The Company’s financial statements have been presented on the basis that it is a going concern, which contemplates the realization of assets and satisfaction of liabilities in the normal course of business.  The Company has accumulated losses totaling $13.6 million and has incurred a significant amount of debt in the development phase of its operations.  As of June 30, 2004, current liabilities exceeded current assets by $19.0 million.  Additionally, to fully develop the area covered by the Field, the Company will require additional funding and such amounts may be substantial.  Recoverability of a major portion of the recorded asset amounts shown in the accompanying consolidated balance sheet is dependent upon continued operations of the Company.  Continued operations are dependent upon the Company’s ability to meet its financial obligations and to secure additional funding.  The consolidated financial statements do not include any adjustments relating to the recoverability and classification of recorded asset amounts or amounts and classification of liabilities which might be necessary should the Company be unable to continue as a going concern.

 

Management has taken steps which it believes will be sufficient to enable the Company to continue in existence. In January 2004, the Company made a private placement of common stock in the amount of $4.4 million.  The primary use of proceeds for this placement was the retirement of $3.0 million in debt owed to the bank in Kazakhstan. The remaining proceeds were used for general operating purposes.

Entries from a pointing dataset

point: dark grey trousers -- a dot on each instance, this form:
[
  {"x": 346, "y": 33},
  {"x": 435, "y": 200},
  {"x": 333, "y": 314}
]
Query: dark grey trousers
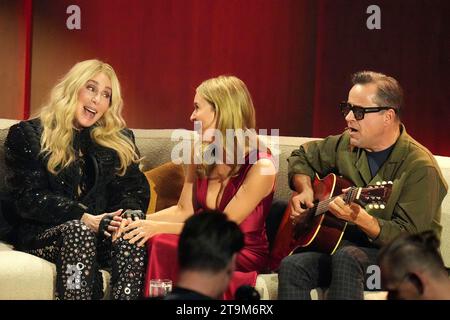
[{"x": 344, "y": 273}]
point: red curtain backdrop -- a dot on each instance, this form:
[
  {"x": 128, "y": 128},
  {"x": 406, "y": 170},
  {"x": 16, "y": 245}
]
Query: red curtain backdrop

---

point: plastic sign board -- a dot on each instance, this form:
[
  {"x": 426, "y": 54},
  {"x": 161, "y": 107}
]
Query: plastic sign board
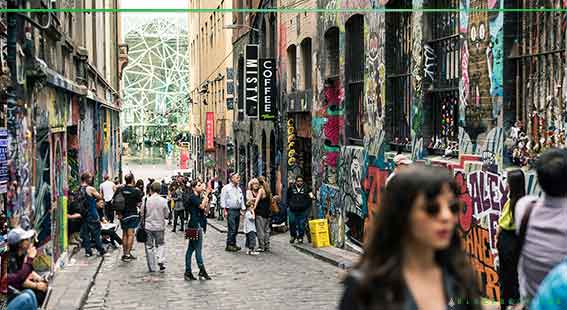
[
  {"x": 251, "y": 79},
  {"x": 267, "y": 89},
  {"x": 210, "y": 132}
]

▶ [TASK REQUIREMENTS]:
1 – From the going-concern text, copy word for word the part that opens with the words "Management has taken" and closes with "general operating purposes.".
2 – For each statement below, say whether the going-concern text agrees with it, answering yes or no and quoting the deciding words: (a) As of June 30, 2004, current liabilities exceeded current assets by $19.0 million. (b) The private placement of common stock in January 2004 amounted to $3.0 million. (c) The consolidated financial statements include adjustments relating to the recoverability of recorded asset amounts.

▶ [ANSWER SET]:
1 –
Management has taken steps which it believes will be sufficient to enable the Company to continue in existence. In January 2004, the Company made a private placement of common stock in the amount of $4.4 million.  The primary use of proceeds for this placement was the retirement of $3.0 million in debt owed to the bank in Kazakhstan. The remaining proceeds were used for general operating purposes.

2 –
(a) Yes: "As of June 30, 2004, current liabilities exceeded current assets by $19.0 million."
(b) No: "In January 2004, the Company made a private placement of common stock in the amount of $4.4 million."
(c) No: "The consolidated financial statements do not include any adjustments relating to the recoverability and classification of recorded asset amounts"